→ ESTRATTO DELLA FONTE

::::

In tempi di crisi, la biennale indiana punta su performance e letteratura

Gli organizzatori della Biennale d’arte contemporanea di Kochi-Muziris, nello stato di Kerala, al sud dell’India, devono combattere contro la svalutazione monetaria che colpisce il Paese. Poesia e performance sono dunque il cuore pulsante della mostra, che prosegue sino al 29 marzo. Finanziata da alcuni dei più importanti artisti indiani, questa terza edizione della biennale è curata dall’artista Sudarshan Shetty, le cui opere sono state esposte alla Tate e al Guggenheim. Tra i cento artisti in mostra, molti gli autori non indiani, come AES+F, Eric Van Lieshout, Gary Hill, Liu Wei, Eva Schlegel, Latifa Echakhch, Pawel Althamer e il pittore italiano Daniele Galliano.

La svalutazione attuata in India a novembre, quando le banconote da 500 e mille rupie sono state improvvisamente ritirate dalla circolazione dal governo e sostituite solo in piccola parte, ha reso questo appuntamento una vera e propria sfida per visitatori, artisti e organizzatori. Ma la mostra ha ricevuto una spinta decisiva quando, nel corso dell’apertura ufficiale, lo Stato ha promesso 1,1 milioni di dollari e il sostegno per una sede permanente, la somma più alta mai devoluta a un evento artistico dal Governo indiano. Il viceministro di Kerala, Pinarayi Vijayan, leader del Fronte della sinistra democratica e da lungo tempo segretario del partito comunista indiano di Kerala, ha detto che la Biennale è in sintonia con la storia stratificata di Kochi, insediamento arabo, cinese, ebraico, portoghese, olandese, inglese e di altre diverse comunità di migranti indiani. Shetty spera che i visitatori raggiungano le 500mila presenze, grazie anche alla fiera di arte indiana di Nuova Delhi del prossimo febbraio. «Durante i 108 giorni della manifestazione, gli artisti realizzeranno numerose opere, compreso un romanzo scritto dal vivo sulle pareti della città, spiega il curatore. Non riesco a immaginare lo stesso livello di partecipazione a Nuova Delhi o a Mumbay».

::::

→ COMPITO BREVE 1
Trasforma tutti i record che seguono in una lista JSON di stringhe, una per ogni riga, omettendo le righe vuote. Lascia fuori dalla risposta le immagini.

::::

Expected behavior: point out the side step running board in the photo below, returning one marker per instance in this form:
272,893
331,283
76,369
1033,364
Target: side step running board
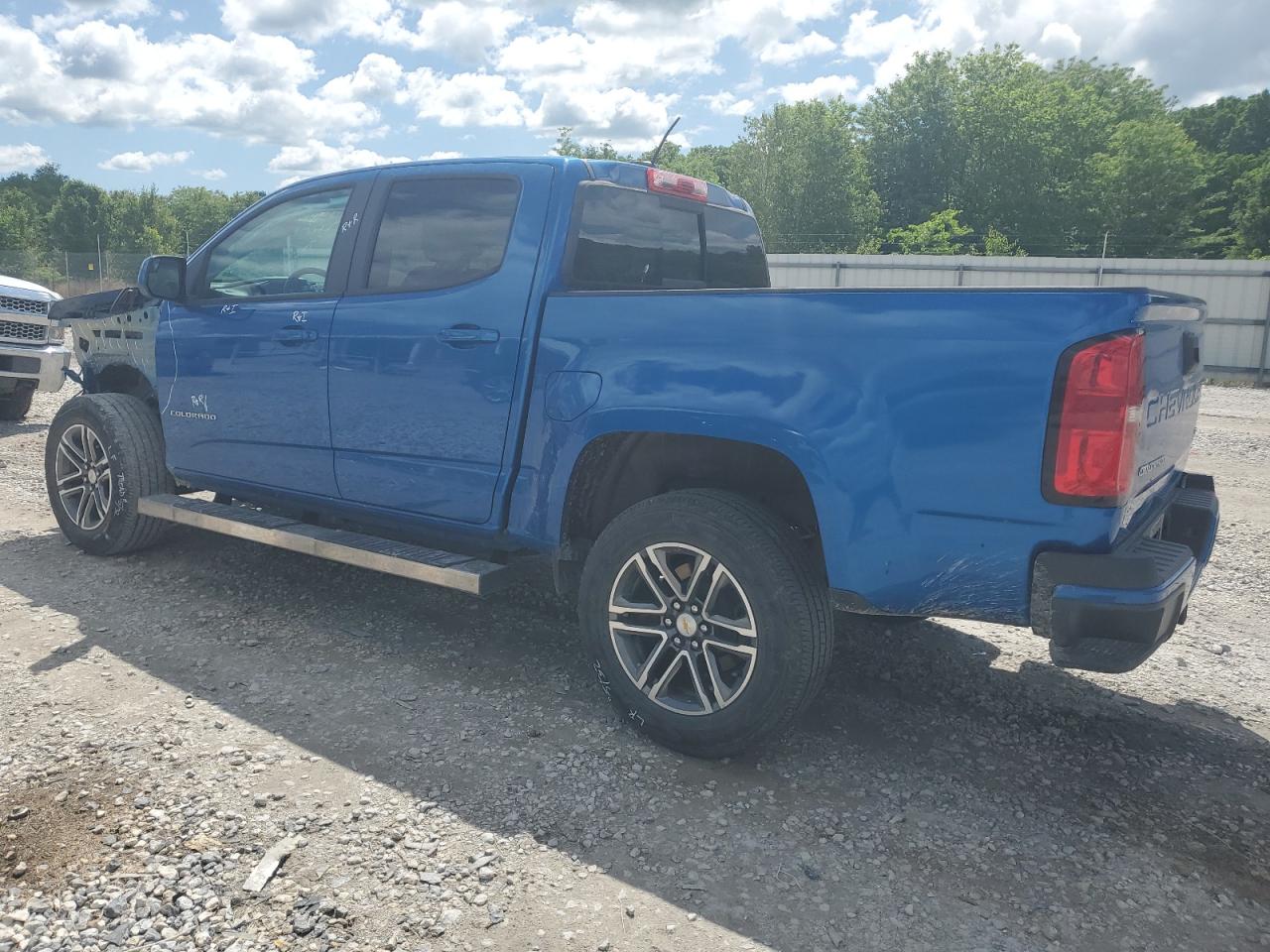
476,576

::::

→ COMPITO BREVE 2
Rispondi a queste domande in base all'articolo sulla biennale di Kochi-Muziris:
(a) Fino a quale data prosegue la mostra?
(b) Quale somma ha promesso lo Stato durante l'apertura ufficiale?
(c) Quante presenze di visitatori spera di raggiungere Shetty?

→ RISPOSTA 1
[
  "Expected behavior: point out the side step running board in the photo below, returning one marker per instance in this form:",
  "272,893",
  "331,283",
  "76,369",
  "1033,364",
  "Target: side step running board",
  "476,576"
]

→ RISPOSTA 2
(a) Fino al 29 marzo.
(b) 1,1 milioni di dollari.
(c) 500mila presenze.